**The request**. Display every line of the material below that contains the word "wooden", treating uppercase and lowercase as distinct.
· · · · · · ·
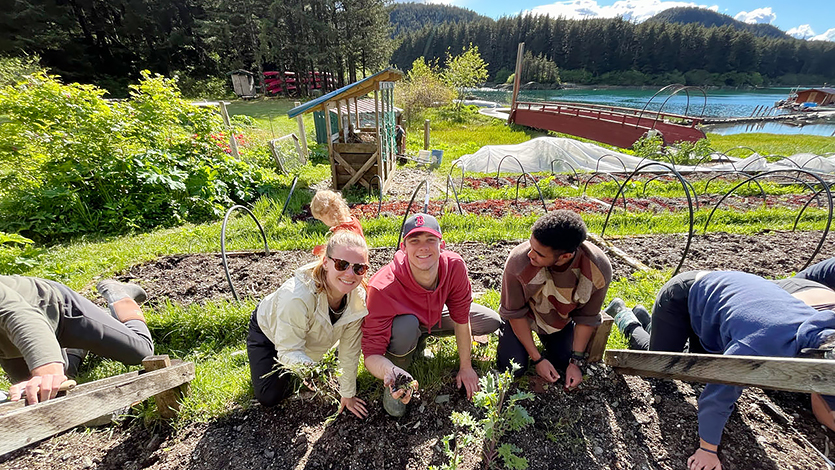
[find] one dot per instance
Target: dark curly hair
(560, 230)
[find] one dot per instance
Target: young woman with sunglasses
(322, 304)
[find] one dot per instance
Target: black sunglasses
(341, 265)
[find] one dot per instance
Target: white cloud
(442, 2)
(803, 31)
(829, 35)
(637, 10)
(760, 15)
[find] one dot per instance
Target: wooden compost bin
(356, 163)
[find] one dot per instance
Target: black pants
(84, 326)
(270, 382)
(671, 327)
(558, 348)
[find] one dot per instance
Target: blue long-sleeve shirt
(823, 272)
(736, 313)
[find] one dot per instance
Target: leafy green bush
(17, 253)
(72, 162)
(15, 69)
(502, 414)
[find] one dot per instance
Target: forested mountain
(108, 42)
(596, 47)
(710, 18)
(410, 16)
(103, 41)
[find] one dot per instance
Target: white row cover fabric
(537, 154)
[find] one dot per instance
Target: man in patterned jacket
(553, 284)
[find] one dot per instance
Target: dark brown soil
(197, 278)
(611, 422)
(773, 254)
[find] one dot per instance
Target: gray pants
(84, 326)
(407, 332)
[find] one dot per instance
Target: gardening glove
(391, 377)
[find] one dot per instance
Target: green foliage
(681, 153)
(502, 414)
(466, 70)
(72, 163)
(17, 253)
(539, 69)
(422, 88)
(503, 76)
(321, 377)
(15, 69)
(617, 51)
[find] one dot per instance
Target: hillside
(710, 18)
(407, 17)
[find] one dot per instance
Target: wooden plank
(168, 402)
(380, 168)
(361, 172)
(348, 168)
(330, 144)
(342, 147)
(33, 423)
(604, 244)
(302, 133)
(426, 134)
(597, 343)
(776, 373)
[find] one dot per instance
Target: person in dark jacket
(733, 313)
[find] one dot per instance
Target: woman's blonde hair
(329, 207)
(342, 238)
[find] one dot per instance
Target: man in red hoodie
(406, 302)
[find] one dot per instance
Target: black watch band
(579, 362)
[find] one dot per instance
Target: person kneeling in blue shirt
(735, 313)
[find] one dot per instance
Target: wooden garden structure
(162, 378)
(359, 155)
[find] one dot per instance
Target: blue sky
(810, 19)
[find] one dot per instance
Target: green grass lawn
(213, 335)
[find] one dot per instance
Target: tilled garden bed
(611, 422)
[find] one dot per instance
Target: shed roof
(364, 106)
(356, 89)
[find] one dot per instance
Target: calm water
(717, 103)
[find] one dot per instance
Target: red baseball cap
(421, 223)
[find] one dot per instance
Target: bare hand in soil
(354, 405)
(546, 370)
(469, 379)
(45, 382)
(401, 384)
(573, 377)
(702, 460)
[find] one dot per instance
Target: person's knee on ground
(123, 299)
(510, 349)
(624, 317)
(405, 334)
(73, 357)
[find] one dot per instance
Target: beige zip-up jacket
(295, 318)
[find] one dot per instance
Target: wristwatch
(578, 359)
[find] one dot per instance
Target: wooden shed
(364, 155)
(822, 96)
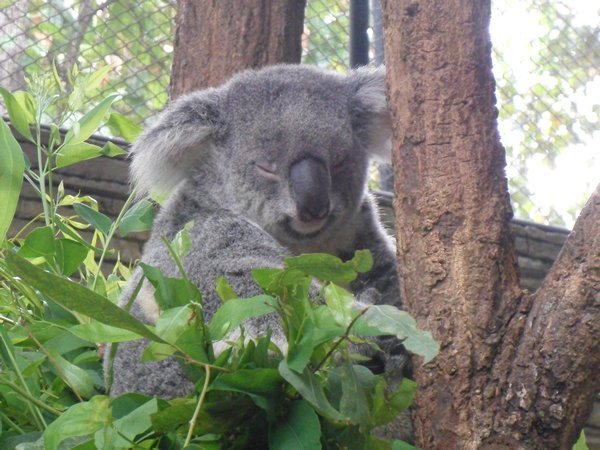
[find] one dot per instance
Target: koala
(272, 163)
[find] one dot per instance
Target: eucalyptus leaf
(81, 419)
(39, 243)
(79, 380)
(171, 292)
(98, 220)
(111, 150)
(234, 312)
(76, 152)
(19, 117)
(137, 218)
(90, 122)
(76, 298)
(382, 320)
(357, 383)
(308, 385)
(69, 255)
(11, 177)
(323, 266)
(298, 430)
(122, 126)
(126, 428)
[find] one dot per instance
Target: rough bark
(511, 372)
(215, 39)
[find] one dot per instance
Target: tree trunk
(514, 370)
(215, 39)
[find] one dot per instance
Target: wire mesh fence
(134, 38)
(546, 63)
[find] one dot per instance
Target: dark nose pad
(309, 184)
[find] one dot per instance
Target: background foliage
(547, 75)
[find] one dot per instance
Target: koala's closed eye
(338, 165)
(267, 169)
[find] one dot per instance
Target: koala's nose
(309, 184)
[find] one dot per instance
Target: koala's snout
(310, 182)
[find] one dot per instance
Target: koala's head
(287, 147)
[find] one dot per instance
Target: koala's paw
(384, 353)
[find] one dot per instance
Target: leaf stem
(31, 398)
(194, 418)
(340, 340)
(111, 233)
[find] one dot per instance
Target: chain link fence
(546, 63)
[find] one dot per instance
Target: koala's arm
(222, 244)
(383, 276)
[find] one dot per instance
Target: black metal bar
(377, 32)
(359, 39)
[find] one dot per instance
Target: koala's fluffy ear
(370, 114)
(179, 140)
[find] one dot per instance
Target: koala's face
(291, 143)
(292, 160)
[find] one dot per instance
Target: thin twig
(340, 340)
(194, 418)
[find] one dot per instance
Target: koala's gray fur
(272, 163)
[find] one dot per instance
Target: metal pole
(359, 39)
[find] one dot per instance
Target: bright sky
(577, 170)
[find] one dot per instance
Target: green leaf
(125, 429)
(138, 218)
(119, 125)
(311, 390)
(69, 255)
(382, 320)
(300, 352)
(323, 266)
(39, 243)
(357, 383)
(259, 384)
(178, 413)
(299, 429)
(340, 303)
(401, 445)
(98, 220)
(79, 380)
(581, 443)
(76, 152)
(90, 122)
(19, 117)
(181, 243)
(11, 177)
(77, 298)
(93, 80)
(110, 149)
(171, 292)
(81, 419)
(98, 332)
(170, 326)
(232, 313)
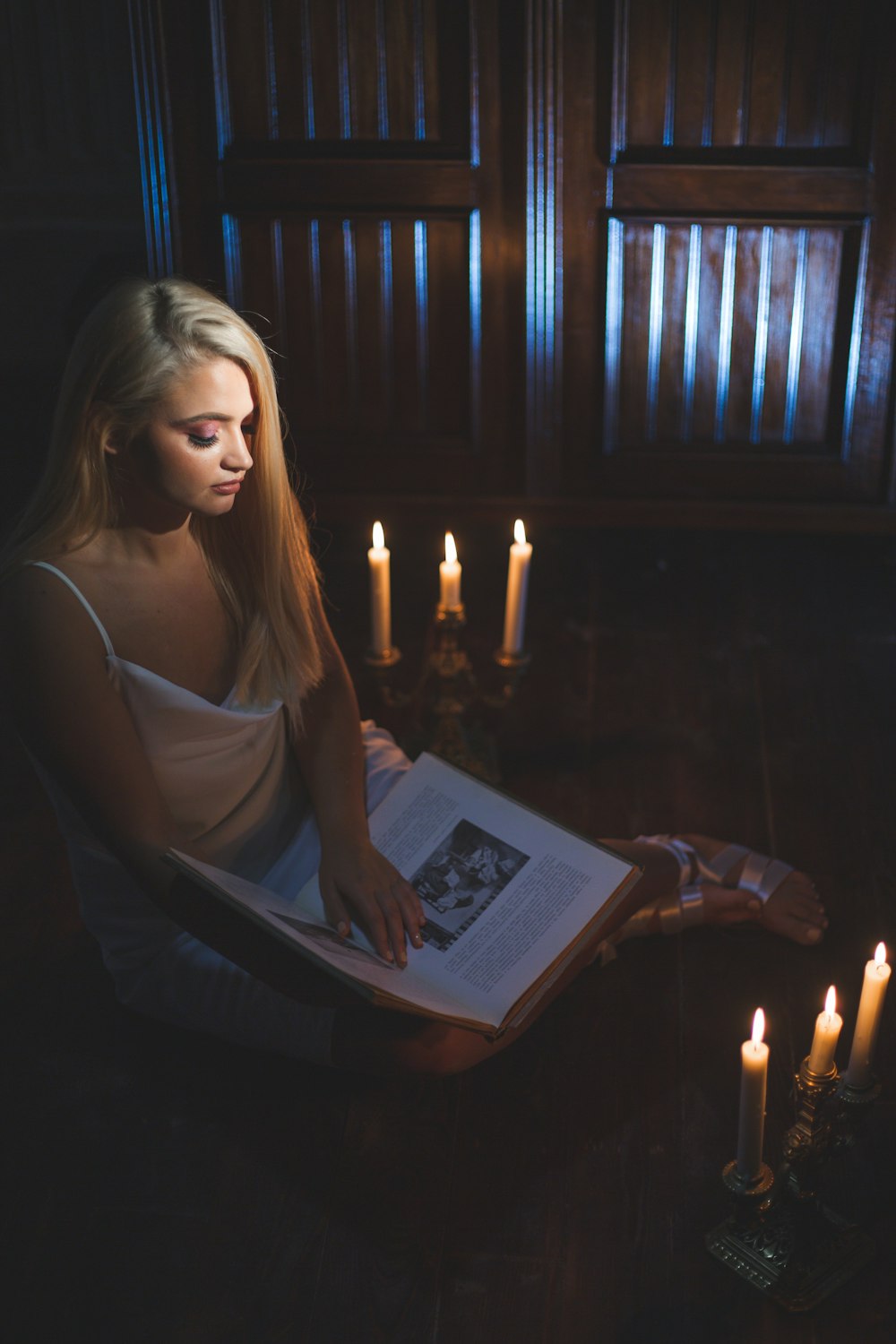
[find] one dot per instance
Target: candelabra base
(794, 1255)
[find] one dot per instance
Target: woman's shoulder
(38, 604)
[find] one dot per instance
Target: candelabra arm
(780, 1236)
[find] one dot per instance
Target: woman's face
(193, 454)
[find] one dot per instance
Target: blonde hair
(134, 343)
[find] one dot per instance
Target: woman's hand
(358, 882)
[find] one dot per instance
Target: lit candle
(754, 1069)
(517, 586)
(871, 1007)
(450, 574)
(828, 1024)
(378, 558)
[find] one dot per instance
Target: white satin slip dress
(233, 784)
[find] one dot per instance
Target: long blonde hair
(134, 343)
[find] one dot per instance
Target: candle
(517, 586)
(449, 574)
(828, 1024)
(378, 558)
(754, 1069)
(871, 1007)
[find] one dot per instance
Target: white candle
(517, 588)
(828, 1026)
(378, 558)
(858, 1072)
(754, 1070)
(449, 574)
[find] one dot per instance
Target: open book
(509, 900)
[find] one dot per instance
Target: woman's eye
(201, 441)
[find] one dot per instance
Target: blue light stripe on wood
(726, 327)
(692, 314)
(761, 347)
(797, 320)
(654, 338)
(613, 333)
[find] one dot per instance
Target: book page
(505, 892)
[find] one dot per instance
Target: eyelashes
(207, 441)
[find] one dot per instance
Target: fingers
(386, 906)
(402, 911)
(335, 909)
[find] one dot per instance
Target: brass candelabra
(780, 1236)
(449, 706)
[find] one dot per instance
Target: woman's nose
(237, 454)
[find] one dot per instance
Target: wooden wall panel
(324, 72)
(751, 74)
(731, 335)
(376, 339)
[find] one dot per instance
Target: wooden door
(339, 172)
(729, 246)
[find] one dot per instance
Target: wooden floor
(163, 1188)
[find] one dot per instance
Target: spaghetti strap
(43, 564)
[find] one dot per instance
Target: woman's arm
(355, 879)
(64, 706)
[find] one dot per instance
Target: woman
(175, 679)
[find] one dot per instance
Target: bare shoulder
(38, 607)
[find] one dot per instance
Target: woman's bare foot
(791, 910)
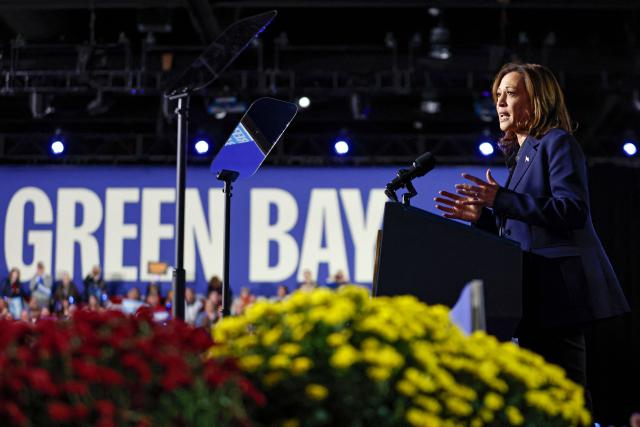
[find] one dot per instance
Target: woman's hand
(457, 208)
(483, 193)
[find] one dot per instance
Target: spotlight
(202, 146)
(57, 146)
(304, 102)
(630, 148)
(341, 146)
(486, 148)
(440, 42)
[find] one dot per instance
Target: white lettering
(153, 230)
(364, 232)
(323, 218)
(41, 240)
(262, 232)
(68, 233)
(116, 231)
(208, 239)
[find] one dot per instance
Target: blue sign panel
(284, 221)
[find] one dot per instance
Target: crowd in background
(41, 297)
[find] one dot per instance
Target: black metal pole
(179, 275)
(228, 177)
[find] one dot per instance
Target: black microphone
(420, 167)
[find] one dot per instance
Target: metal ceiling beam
· · · · · · ·
**Written response**.
Target: wooden compost bin
Target: wooden plank
Target: wooden garden structure
Target: wooden shed
Target: wooden wall panel
Target: wooden door
Target: wooden floor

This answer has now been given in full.